Change "clicks" to "taps" in the lines that begin at the start and end with the one holding "box: [260, 389, 367, 485]", and write out only those lines, otherwise unchanged. Omit the pictures.

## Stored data
┄┄┄┄┄┄┄┄┄┄

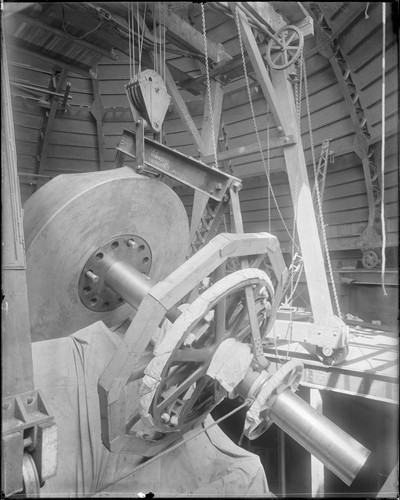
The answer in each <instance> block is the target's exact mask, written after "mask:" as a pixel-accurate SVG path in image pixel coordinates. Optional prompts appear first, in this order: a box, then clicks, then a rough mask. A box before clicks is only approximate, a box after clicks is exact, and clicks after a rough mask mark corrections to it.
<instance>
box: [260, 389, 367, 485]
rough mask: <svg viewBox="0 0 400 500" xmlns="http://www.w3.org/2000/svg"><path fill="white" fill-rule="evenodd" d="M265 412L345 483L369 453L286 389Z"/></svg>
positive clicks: (273, 420)
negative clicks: (265, 411) (268, 409)
mask: <svg viewBox="0 0 400 500" xmlns="http://www.w3.org/2000/svg"><path fill="white" fill-rule="evenodd" d="M268 416H269V417H270V418H271V420H272V421H273V422H275V423H276V424H277V425H278V426H279V427H280V428H281V429H282V430H284V431H285V432H286V433H287V434H289V435H290V436H291V437H292V438H293V439H294V440H295V441H297V442H298V443H299V444H301V445H302V446H303V447H304V448H305V449H306V450H307V451H309V452H310V453H311V454H312V455H314V456H315V457H317V458H318V459H319V460H321V462H322V463H323V464H324V465H325V467H326V468H327V469H329V470H330V471H332V472H333V473H334V474H336V476H338V477H339V478H340V479H341V480H342V481H344V482H345V483H346V484H347V485H348V486H350V484H351V483H352V482H353V480H354V478H355V477H356V475H357V474H358V472H359V471H360V469H361V467H362V466H363V465H364V463H365V462H366V460H367V458H368V456H369V454H370V453H371V452H370V451H369V450H367V449H366V448H365V447H364V446H363V445H362V444H360V443H359V442H358V441H356V440H355V439H353V438H352V437H351V436H349V435H348V434H347V433H346V432H344V431H343V430H342V429H340V427H338V426H337V425H336V424H334V423H333V422H331V421H330V420H328V419H327V418H326V417H324V416H323V415H321V414H319V413H318V412H317V411H316V410H314V408H312V407H311V406H309V405H308V404H307V403H306V402H305V401H303V400H302V399H301V398H299V397H298V396H296V395H295V394H294V393H293V392H291V391H290V390H286V391H283V392H282V393H281V394H280V395H279V396H278V397H277V398H276V400H275V402H274V403H273V405H272V407H271V409H270V410H269V412H268Z"/></svg>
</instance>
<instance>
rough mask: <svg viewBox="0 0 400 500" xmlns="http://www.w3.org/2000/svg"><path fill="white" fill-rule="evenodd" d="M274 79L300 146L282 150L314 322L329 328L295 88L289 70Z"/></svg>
mask: <svg viewBox="0 0 400 500" xmlns="http://www.w3.org/2000/svg"><path fill="white" fill-rule="evenodd" d="M271 78H272V82H273V85H274V89H275V93H276V96H277V99H278V103H279V107H280V110H281V116H282V120H283V124H284V127H285V129H286V130H287V132H288V133H289V134H292V135H293V137H295V138H297V137H299V139H298V141H299V142H298V144H293V145H288V146H286V147H285V148H284V149H283V153H284V156H285V163H286V169H287V173H288V177H289V185H290V192H291V196H292V200H293V206H294V207H295V210H296V211H297V221H296V224H297V231H298V235H299V241H300V246H301V253H302V258H303V262H304V270H305V273H306V278H307V284H308V291H309V294H310V303H311V308H312V311H313V315H314V322H315V323H318V324H321V325H327V324H328V323H329V320H330V319H331V317H332V316H333V309H332V302H331V297H330V293H329V287H328V280H327V278H326V272H325V265H324V258H323V254H322V249H321V245H319V244H318V242H319V234H318V226H317V221H316V217H315V211H314V206H313V201H312V196H311V189H310V183H309V179H308V174H307V168H306V161H305V158H304V150H303V145H302V142H301V139H300V133H299V131H298V125H297V117H296V106H295V101H294V95H293V89H292V88H291V83H290V82H289V80H288V72H287V70H283V71H277V70H272V71H271Z"/></svg>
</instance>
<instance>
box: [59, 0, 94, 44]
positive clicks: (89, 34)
mask: <svg viewBox="0 0 400 500" xmlns="http://www.w3.org/2000/svg"><path fill="white" fill-rule="evenodd" d="M61 11H62V29H63V31H64V33H65V34H66V35H67V36H68V37H69V38H71V40H83V39H84V38H86V37H87V36H89V35H91V34H92V33H94V32H95V31H97V30H98V29H99V28H100V26H101V25H102V24H103V19H100V20H99V22H98V24H97V26H95V27H94V28H93V29H91V30H89V31H87V32H86V33H84V34H83V35H79V36H75V35H71V33H69V31H68V30H67V27H66V24H65V11H64V5H63V4H62V3H61Z"/></svg>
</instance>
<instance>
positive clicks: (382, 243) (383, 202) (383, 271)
mask: <svg viewBox="0 0 400 500" xmlns="http://www.w3.org/2000/svg"><path fill="white" fill-rule="evenodd" d="M385 56H386V4H385V2H382V151H381V177H382V181H381V224H382V269H381V281H382V290H383V295H387V292H386V288H385V268H386V225H385V104H386V101H385V98H386V96H385V86H386V74H385V71H386V61H385Z"/></svg>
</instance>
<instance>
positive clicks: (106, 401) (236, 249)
mask: <svg viewBox="0 0 400 500" xmlns="http://www.w3.org/2000/svg"><path fill="white" fill-rule="evenodd" d="M265 254H268V256H269V258H270V262H271V263H272V265H273V270H274V273H275V275H276V277H277V279H278V282H279V283H281V282H282V281H283V280H284V279H285V276H286V274H287V269H286V266H285V262H284V260H283V256H282V253H281V251H280V247H279V242H278V240H277V238H276V237H275V236H272V235H271V234H269V233H257V234H251V233H246V234H228V233H222V234H219V235H218V236H216V237H215V238H214V239H213V240H212V241H211V242H210V243H209V244H208V245H207V246H206V247H203V248H202V249H201V250H199V251H198V252H197V253H196V254H195V255H193V256H192V257H191V258H190V259H189V260H187V261H186V262H185V263H184V264H182V265H181V266H180V267H179V268H178V269H176V270H175V271H174V272H172V273H171V274H170V275H169V276H168V277H167V278H166V279H165V280H164V281H162V282H160V283H158V284H157V285H155V286H153V287H152V288H151V290H150V291H149V292H148V294H147V295H146V296H145V298H144V299H143V301H142V303H141V304H140V306H139V308H138V311H137V313H136V315H135V317H134V319H133V321H132V323H131V325H130V326H129V328H128V330H127V332H126V334H125V339H124V343H123V345H121V347H120V348H119V349H118V351H117V352H116V354H115V355H114V357H113V359H112V360H111V362H110V364H109V365H108V366H107V368H106V369H105V371H104V372H103V374H102V376H101V377H100V380H99V384H98V392H99V399H100V410H101V423H102V440H103V444H104V445H105V446H106V447H107V448H108V449H109V450H110V451H112V452H120V451H122V450H123V451H125V452H127V451H128V450H129V449H132V446H134V444H133V443H132V439H133V437H132V435H129V434H128V433H127V432H126V426H127V425H126V422H132V421H134V420H135V418H134V417H135V416H133V417H132V416H128V415H126V414H125V412H126V404H125V386H126V384H127V383H128V382H132V381H133V380H138V379H140V378H142V377H143V374H144V373H143V372H144V369H145V368H146V366H147V362H144V363H143V359H144V358H143V356H144V355H145V349H146V347H147V346H148V344H149V342H150V341H151V338H152V335H153V333H154V330H155V328H157V326H158V325H159V324H160V323H161V321H162V320H163V318H164V317H165V315H166V313H167V312H168V311H169V310H170V309H171V308H173V307H174V306H175V305H176V304H178V303H179V302H180V301H181V300H182V298H183V297H185V296H186V295H187V294H188V293H189V292H190V291H191V290H192V289H193V288H194V287H195V286H196V285H198V283H199V282H200V281H201V280H202V279H203V278H204V277H206V276H209V274H210V273H212V272H213V271H214V270H216V269H217V268H218V267H220V266H221V265H222V264H223V263H224V262H226V260H227V259H228V258H229V257H249V256H250V255H252V256H254V255H265ZM271 321H272V322H273V319H272V320H271ZM133 366H136V367H138V366H142V369H136V370H135V374H134V375H133V374H132V367H133ZM135 439H136V440H137V438H135ZM153 444H154V443H153ZM156 444H157V445H159V444H160V442H159V441H158V442H157V443H156ZM148 446H149V447H150V446H151V443H149V444H148Z"/></svg>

┄┄┄┄┄┄┄┄┄┄

## Answer box
The answer in each <instance> block is the target's exact mask, written after "mask:" as a pixel-accurate SVG path in image pixel coordinates. Optional prompts appear first, in this order: a box, then taps, then a rough mask. A box before taps is only approximate, a box after taps is exact, and taps after a rough mask mark corrections to it.
<instance>
box: [260, 389, 367, 485]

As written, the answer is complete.